Your objective:
Could you print the full listing below, keeping each line identical?

Data extract:
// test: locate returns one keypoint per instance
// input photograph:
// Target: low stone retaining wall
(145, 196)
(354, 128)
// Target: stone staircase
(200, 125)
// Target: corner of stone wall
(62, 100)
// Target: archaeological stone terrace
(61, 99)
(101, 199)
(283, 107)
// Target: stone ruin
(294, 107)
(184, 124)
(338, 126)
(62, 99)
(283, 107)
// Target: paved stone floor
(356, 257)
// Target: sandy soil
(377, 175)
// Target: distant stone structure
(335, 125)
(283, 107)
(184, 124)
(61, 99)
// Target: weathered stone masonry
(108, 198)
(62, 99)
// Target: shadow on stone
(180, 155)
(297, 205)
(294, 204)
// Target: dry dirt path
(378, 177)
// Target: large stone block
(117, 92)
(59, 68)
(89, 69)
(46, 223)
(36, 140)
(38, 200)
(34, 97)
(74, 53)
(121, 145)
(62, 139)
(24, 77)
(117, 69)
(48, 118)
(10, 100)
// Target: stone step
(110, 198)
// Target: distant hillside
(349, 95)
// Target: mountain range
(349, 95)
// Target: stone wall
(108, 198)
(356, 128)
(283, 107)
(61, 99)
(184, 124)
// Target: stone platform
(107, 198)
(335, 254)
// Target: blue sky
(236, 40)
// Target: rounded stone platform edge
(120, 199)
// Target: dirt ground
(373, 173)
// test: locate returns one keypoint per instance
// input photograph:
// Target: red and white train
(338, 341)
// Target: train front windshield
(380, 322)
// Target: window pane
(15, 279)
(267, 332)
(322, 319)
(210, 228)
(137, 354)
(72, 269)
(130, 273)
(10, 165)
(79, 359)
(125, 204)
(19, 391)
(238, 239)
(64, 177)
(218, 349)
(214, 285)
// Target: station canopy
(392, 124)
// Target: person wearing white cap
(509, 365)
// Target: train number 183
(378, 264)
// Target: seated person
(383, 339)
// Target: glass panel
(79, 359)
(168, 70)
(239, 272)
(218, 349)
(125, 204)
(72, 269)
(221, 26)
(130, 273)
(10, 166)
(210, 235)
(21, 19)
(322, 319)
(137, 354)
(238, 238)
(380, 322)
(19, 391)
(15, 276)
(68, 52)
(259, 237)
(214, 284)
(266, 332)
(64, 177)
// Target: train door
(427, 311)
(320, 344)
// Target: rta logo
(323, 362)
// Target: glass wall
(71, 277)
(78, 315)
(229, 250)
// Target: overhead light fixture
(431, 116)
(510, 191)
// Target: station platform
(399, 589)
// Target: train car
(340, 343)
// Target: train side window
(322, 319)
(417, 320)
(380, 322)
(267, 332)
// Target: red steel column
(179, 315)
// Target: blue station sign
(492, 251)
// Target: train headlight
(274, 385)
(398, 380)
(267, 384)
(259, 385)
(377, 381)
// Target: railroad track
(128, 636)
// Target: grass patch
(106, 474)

Exercise response:
// test: locate returns one keypoint per instance
// input photograph:
// Target: low stone retaining wall
(145, 196)
(354, 128)
// Target: stone staircase
(200, 125)
// Target: corner of stone wall
(62, 100)
// Target: archaeological stone terrace
(61, 99)
(101, 199)
(283, 107)
// Target: stone ruin
(294, 107)
(184, 124)
(338, 126)
(62, 99)
(283, 107)
// Target: paved stone floor
(356, 257)
// Target: sandy soil
(377, 175)
// Target: distant stone structure
(335, 125)
(283, 107)
(184, 124)
(61, 99)
// Target: weathered stone masonry
(108, 198)
(62, 99)
// Target: shadow on stone
(180, 155)
(297, 205)
(294, 204)
// Target: dry dirt path
(378, 177)
// Target: large stone block
(117, 92)
(59, 68)
(89, 69)
(46, 223)
(36, 140)
(38, 200)
(34, 97)
(74, 53)
(121, 145)
(62, 139)
(24, 77)
(117, 69)
(48, 118)
(10, 100)
// Target: stone step
(110, 198)
// Target: distant hillside
(349, 95)
// Target: mountain range
(349, 95)
// Target: stone wall
(108, 198)
(356, 128)
(283, 107)
(61, 99)
(184, 124)
// Target: stone platform
(107, 198)
(335, 254)
// Target: blue sky
(236, 40)
// Target: rounded stone platform edge
(120, 199)
// Target: dirt ground
(373, 173)
// test: locate returns one keypoint per instance
// input photograph:
// Target: red and white train
(338, 341)
// Target: train front windshield
(380, 322)
// Target: window pane
(15, 279)
(267, 332)
(322, 319)
(210, 228)
(137, 354)
(72, 269)
(130, 273)
(10, 165)
(79, 359)
(125, 204)
(19, 391)
(238, 239)
(64, 177)
(218, 349)
(214, 285)
// Target: station canopy
(392, 124)
// Target: person wearing white cap
(509, 365)
// Target: train number 183
(378, 264)
// Target: seated person
(383, 339)
// Target: glass panel
(79, 359)
(168, 70)
(239, 272)
(218, 349)
(125, 204)
(72, 269)
(221, 26)
(130, 273)
(10, 166)
(210, 235)
(21, 19)
(322, 319)
(137, 354)
(238, 238)
(380, 322)
(19, 391)
(15, 276)
(68, 52)
(259, 237)
(214, 284)
(266, 332)
(64, 177)
// Target: train door
(427, 311)
(320, 344)
// Target: rta logo
(323, 362)
// Target: glass wall
(71, 277)
(78, 315)
(229, 250)
// Target: overhead light fixture
(431, 116)
(510, 191)
// Target: station platform
(399, 589)
// Target: train car
(340, 343)
// Target: train side window
(322, 319)
(417, 320)
(380, 322)
(267, 332)
// Target: red steel column
(179, 315)
// Target: blue station sign
(492, 251)
// Target: train headlight
(274, 385)
(398, 380)
(267, 384)
(259, 385)
(377, 381)
// Target: railroad track
(128, 636)
// Target: grass patch
(106, 474)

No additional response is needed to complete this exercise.